Text segment:
☆ ☆ ☆

Last edited 01 Feb 2021

Health performance indicators in the built environment



[edit] Introduction

On 28 January 2021 CIOB hosted a webinar entitled, IMMUNE - The world’s first open source Healthy by Design Building Standard. Chaired by Dr Darren Allen, IMMUNE project director, the webinar panel included Catalin Nastasoiu, IMMUNE marketing consultant, Gavin Bonner, vice president of Genesis Property and Dr Liviu Tudor, president of the European Property Federation and developer of the IMMUNE building standard.

The IMMUNE Building Standard is an international certification programme that can be used to identify buildings that have been designated as safe from the transmission of COVID-19 or other contagious airborne illnesses. It was developed in response to the COVID-19 pandemic of 2020/21.

For more information see: IMMUNE Building Standard.

[edit] Returning to the workplace

As employees return to the workplace there is likely to be an expectation of better water filtration, cleaner air and other improvements in the environment. Allen suggests, “people will ‘interview’ their buildings” before agreeing to return, and Health Performance Indicator (HPIs) will help to document adjustments that have been made. Citing precedents first set in structural safety standards (such as those addressing earthquakes, fires or floods) and then sustainability standards (such as those addressing energy usage, pollution controls and the need for more efficient buildings), Allen sees health and wellness as the next critical area for building standards.

Noting the lack of preparation in most built environments (other than those with clean room requirements or dealing with healthcare and infectious diseases), Allen opened the webinar by discussing the need to address the current condition of the built environment. He stressed the importance of a Healthy by Design System (HbDS) at the core of a building’s resilience. IMMUNE seeks to produce HbDS by using technology such as big data (captured by IoT sensors) and artificial intelligence which is then relayed in real time to facilities management departments to prompt adjustments to cleaning, security, fire safety and other practices associated with health.

☆ ☆ ☆

(Dataset records)
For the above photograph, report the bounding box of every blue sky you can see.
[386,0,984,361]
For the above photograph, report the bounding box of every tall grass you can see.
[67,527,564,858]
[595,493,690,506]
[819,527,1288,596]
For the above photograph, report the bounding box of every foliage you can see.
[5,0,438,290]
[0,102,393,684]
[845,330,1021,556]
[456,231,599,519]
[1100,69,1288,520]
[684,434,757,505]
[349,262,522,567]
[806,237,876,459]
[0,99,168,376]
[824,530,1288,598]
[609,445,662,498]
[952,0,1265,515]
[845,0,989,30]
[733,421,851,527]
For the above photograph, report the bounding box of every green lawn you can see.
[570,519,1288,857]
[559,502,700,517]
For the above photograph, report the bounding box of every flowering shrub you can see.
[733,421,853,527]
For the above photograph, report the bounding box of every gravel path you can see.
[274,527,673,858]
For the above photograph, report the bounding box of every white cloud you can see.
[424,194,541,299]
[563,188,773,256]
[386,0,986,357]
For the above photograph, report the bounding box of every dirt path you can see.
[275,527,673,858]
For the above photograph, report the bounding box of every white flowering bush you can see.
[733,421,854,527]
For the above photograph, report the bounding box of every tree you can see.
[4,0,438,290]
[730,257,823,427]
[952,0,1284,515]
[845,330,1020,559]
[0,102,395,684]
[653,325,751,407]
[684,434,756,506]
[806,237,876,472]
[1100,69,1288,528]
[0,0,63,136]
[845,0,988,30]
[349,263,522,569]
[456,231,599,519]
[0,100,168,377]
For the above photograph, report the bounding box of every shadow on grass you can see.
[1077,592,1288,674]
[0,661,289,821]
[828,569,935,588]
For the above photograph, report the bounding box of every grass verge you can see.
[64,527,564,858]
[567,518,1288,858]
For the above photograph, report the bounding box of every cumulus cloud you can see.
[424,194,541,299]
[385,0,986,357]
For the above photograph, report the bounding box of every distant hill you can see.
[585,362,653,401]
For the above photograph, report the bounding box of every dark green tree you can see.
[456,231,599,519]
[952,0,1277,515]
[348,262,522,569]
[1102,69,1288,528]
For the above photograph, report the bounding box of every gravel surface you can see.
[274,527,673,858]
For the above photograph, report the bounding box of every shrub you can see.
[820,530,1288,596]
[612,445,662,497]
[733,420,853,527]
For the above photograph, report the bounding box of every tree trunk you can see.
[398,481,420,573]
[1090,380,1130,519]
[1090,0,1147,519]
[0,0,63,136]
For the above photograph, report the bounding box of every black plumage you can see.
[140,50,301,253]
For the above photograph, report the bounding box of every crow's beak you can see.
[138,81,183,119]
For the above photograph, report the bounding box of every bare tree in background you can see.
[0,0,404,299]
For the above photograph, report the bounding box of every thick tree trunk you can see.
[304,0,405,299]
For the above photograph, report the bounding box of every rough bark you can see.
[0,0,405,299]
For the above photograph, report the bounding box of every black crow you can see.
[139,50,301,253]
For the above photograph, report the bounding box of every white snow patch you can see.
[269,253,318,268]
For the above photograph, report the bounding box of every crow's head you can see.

☆ ☆ ☆

Work to complete: From the text on health performance indicators in the built environment, list each person named as chairing or sitting on the panel of the CIOB webinar, with the role the text gives that person.

Written response:
- Dr Darren Allen: IMMUNE project director (chair)
- Catalin Nastasoiu: IMMUNE marketing consultant
- Gavin Bonner: vice president of Genesis Property
- Dr Liviu Tudor: president of the European Property Federation and developer of the IMMUNE building standard